[Records from a data collection]
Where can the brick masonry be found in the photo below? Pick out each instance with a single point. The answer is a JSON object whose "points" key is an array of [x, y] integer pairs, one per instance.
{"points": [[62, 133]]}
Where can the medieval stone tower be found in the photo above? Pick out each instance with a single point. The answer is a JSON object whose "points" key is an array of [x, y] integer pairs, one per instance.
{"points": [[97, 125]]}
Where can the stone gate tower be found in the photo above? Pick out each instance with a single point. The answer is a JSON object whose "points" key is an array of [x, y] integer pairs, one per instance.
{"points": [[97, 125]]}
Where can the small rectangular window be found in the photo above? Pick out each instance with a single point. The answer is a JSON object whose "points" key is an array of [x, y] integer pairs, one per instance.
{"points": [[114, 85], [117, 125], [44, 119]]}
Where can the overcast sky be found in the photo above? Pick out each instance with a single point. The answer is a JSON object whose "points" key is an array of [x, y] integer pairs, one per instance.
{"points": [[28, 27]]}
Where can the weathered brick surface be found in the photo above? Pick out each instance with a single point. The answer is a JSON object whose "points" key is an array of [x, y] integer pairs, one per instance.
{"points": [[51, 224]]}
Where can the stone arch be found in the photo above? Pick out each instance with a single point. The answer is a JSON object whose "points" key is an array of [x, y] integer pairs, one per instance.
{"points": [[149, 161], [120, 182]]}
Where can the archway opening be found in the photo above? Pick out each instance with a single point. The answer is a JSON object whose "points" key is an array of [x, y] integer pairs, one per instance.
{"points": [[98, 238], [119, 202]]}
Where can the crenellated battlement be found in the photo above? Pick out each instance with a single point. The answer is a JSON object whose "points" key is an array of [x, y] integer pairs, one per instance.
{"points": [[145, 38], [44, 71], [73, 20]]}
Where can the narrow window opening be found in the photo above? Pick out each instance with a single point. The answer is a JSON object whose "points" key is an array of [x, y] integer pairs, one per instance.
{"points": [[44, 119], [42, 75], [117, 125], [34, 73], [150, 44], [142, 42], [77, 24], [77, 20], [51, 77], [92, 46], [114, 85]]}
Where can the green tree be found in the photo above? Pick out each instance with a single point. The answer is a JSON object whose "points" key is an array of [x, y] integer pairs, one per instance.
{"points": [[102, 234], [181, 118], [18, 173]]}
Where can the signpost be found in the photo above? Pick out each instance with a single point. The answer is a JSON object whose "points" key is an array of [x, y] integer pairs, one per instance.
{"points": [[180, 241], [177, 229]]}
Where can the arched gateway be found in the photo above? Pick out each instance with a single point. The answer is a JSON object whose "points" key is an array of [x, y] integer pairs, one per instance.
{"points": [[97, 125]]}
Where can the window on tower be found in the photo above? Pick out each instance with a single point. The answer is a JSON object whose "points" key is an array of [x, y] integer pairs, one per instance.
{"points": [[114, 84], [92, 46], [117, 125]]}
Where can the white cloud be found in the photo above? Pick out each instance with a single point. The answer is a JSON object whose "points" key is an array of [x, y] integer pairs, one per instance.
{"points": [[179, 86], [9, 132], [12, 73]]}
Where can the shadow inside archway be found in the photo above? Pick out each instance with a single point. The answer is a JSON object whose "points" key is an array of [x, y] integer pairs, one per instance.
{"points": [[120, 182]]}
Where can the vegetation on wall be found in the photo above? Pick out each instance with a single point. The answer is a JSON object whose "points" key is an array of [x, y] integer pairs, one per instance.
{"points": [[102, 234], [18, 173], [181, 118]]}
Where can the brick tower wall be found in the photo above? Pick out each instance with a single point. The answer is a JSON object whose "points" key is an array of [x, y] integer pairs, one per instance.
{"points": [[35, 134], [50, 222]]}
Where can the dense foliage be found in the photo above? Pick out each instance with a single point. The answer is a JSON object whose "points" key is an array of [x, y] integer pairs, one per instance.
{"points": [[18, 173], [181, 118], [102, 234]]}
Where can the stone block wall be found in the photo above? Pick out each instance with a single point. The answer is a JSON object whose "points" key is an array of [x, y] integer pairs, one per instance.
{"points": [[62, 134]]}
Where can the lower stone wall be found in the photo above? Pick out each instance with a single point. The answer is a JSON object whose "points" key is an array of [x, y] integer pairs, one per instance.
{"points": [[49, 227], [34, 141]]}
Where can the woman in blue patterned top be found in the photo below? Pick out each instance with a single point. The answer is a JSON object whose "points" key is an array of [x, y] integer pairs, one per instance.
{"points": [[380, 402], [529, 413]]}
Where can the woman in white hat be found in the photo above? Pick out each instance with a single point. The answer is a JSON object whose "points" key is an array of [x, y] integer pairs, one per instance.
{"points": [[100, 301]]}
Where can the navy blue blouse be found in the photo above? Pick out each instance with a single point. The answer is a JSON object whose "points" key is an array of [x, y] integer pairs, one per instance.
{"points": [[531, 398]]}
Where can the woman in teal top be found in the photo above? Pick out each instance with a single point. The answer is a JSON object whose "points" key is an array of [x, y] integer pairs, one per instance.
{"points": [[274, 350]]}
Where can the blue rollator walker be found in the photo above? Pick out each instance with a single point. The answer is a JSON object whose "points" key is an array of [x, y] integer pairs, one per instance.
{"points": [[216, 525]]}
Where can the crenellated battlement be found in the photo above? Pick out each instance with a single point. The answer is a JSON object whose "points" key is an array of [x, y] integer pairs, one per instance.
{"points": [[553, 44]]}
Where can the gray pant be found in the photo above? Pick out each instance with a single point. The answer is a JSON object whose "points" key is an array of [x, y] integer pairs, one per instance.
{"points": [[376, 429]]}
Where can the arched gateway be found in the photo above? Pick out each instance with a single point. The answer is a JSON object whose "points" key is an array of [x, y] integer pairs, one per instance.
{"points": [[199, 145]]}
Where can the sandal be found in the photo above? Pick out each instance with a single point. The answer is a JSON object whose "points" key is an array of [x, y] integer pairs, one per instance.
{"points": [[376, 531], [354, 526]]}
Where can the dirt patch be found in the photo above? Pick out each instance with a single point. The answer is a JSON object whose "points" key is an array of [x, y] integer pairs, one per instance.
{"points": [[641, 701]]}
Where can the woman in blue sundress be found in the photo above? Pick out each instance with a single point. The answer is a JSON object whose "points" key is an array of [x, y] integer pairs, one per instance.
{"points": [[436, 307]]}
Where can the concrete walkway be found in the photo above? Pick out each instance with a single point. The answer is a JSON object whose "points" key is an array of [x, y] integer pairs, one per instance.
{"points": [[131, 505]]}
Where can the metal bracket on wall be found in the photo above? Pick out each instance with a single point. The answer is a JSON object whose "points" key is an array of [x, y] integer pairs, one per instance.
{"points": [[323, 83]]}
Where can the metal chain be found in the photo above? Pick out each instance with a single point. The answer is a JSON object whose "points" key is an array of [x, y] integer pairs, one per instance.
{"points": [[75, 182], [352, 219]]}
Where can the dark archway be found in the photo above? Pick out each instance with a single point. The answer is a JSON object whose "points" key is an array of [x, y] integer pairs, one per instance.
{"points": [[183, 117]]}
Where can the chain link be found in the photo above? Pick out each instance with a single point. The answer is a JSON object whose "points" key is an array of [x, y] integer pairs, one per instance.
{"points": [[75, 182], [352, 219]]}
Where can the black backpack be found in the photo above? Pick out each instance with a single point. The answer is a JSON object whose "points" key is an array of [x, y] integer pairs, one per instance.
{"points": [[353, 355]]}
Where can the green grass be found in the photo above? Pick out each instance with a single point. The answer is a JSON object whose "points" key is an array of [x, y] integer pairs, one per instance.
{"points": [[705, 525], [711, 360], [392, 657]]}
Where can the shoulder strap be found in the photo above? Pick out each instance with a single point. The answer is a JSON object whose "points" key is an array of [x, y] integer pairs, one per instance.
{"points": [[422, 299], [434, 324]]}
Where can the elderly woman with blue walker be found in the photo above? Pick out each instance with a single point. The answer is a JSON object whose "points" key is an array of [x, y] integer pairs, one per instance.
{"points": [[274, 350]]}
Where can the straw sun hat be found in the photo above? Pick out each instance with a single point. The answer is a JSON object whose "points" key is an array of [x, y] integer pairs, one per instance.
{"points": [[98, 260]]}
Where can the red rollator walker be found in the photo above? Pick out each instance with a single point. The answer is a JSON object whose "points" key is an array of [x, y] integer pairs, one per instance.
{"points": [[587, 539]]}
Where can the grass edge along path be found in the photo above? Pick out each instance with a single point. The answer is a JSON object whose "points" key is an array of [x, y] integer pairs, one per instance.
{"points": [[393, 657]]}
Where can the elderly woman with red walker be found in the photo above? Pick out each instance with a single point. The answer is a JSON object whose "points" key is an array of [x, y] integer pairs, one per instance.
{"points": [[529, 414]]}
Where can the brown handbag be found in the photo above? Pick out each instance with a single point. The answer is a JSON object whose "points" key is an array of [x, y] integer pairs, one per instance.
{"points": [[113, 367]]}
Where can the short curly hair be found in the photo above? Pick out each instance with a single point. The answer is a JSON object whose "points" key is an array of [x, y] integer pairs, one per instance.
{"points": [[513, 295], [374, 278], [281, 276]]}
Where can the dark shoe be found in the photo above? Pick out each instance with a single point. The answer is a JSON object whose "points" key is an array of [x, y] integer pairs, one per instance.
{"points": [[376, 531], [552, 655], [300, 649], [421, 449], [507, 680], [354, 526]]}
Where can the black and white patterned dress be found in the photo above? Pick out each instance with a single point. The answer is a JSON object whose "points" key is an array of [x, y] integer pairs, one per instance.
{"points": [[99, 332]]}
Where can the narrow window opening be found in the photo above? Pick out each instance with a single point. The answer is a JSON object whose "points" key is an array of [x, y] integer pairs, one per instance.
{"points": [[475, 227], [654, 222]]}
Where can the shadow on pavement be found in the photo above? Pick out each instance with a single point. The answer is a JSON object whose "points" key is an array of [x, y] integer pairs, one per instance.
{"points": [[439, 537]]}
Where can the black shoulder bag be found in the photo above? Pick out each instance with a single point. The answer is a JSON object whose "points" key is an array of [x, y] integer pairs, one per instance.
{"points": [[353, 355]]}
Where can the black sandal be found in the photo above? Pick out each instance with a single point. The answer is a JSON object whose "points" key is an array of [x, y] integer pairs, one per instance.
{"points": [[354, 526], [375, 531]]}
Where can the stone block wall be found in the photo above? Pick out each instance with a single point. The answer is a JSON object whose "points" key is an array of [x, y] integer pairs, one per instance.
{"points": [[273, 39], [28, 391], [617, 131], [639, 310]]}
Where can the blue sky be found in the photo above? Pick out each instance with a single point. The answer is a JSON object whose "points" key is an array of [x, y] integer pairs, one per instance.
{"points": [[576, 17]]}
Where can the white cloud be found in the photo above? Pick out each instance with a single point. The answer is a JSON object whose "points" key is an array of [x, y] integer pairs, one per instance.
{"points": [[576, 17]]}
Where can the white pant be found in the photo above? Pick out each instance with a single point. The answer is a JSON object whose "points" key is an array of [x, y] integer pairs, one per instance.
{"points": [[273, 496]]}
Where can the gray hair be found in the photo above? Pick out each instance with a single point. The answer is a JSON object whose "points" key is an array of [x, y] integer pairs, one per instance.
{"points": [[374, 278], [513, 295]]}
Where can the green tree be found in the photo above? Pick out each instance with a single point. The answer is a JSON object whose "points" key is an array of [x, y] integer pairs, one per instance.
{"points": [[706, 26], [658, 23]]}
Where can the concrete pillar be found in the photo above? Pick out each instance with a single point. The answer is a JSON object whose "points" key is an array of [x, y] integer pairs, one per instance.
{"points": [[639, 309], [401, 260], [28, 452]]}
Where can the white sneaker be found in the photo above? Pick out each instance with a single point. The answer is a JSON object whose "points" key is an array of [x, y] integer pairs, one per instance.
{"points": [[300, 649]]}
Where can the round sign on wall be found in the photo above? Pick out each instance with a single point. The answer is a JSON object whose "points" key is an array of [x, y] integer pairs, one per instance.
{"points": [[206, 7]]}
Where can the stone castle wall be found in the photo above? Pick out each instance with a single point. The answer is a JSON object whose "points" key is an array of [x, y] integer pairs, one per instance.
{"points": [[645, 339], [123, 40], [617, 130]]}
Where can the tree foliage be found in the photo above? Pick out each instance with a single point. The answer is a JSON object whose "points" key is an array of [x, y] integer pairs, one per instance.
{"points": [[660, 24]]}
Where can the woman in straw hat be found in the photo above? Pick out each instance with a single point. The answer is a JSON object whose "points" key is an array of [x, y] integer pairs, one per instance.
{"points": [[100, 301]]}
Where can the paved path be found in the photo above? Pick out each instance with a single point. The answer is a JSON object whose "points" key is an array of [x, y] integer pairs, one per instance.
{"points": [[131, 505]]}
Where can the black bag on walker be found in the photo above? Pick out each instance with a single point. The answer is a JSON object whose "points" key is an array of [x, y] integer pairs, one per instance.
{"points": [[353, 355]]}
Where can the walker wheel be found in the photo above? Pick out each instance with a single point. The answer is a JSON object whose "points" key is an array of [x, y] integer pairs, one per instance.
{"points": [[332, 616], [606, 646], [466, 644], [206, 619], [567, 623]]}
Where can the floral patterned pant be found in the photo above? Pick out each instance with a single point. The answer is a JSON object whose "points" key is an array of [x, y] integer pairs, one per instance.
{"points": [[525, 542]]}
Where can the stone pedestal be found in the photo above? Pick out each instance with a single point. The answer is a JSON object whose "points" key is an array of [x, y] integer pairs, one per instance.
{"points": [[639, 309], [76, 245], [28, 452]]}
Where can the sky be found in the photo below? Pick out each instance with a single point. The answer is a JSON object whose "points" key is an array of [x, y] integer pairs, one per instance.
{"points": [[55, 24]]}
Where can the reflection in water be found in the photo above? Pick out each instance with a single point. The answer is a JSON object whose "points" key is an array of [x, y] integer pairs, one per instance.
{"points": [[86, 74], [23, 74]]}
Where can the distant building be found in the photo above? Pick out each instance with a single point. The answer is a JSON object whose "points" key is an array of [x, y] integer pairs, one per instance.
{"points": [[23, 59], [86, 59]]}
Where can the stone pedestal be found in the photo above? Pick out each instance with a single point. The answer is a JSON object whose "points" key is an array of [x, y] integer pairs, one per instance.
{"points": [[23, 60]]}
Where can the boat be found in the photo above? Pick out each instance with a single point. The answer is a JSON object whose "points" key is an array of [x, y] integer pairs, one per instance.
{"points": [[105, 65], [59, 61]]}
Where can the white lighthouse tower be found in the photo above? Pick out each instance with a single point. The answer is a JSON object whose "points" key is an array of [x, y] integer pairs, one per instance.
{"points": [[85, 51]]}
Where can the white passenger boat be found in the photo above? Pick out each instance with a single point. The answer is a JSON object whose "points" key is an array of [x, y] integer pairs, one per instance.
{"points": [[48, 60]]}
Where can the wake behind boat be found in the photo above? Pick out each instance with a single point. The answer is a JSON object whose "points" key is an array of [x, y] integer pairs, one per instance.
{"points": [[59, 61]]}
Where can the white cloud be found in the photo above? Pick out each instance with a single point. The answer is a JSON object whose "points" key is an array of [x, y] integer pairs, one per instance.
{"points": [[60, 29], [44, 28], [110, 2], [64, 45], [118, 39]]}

Exercise: Write out the lines above from the one containing "Where can the boat" through the last, exactly as they are.

The completed task:
Where can the boat be found in the photo above? Pick out each instance with a single point. The answer is a JSON object whose "points" key is an array of [x, y] integer pairs, one per instance.
{"points": [[105, 65], [59, 61]]}
Where can the white lighthouse tower be found in the photo above? Pick out each instance with a single point. The answer is a JSON object whose "points" key is an array of [x, y] integer pairs, one per instance.
{"points": [[85, 51]]}
Where can the white passenger boat be found in the photo above? Pick out each instance with a single point. The answer is a JSON object whose "points" key is an array of [x, y] integer pairs, one per instance.
{"points": [[48, 60]]}
Where can the wake behind boat be found in the photo above? Pick out each instance with a single point. The answer is a JSON object whose "points" key is an array of [x, y] integer pairs, one per instance.
{"points": [[59, 61]]}
Where can the white cloud be found in the photo above? Pick out each instance with a single point. The answer is a JSON object whose "points" key is an array of [x, y] integer pairs, one per instance.
{"points": [[60, 29], [44, 28], [110, 2], [64, 45], [118, 39]]}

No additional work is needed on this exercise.